What you need to do: Select and copy every line of the records that contains the word "somewhere", treating uppercase and lowercase as different.

Data lines:
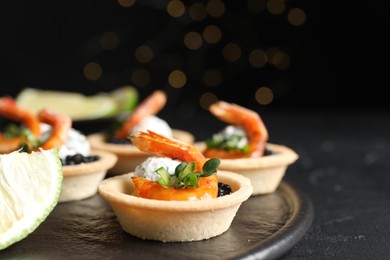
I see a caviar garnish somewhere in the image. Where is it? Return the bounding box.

...

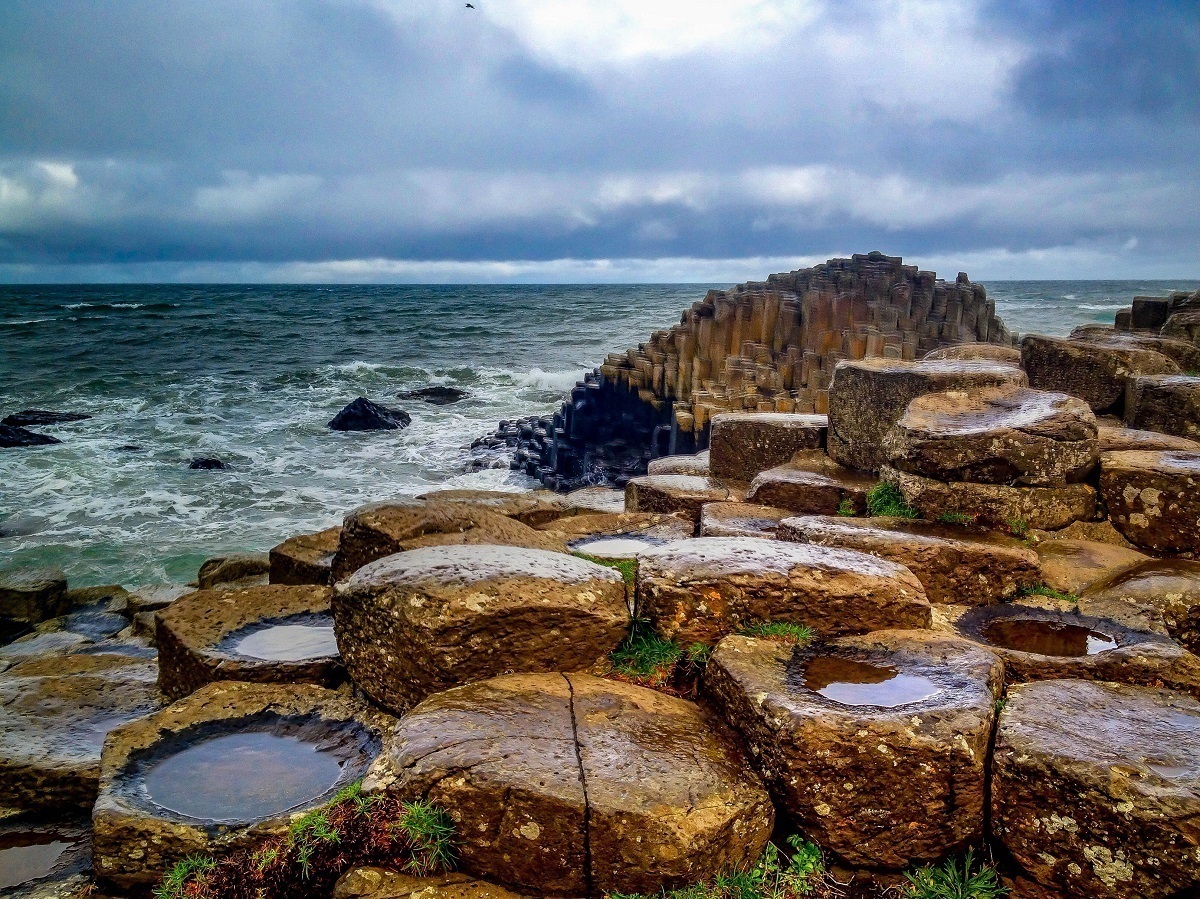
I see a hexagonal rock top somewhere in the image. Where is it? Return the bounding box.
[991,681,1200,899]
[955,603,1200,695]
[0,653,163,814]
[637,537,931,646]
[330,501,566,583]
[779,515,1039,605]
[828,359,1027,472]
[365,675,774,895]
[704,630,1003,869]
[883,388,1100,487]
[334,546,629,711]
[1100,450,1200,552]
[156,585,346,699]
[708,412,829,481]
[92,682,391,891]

--

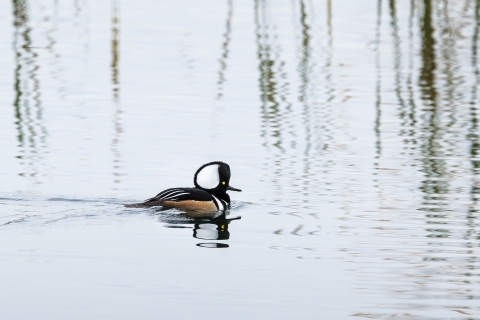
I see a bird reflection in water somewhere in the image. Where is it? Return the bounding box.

Completed task:
I see a caviar garnish somewhere in the image. Where is it? Return the bounding box.
I see a hexagonal rock top somewhere in the image. Where is it? Return the bounding box.
I see a bird reflection in water somewhere in the image. Where is it? Return the bounding box.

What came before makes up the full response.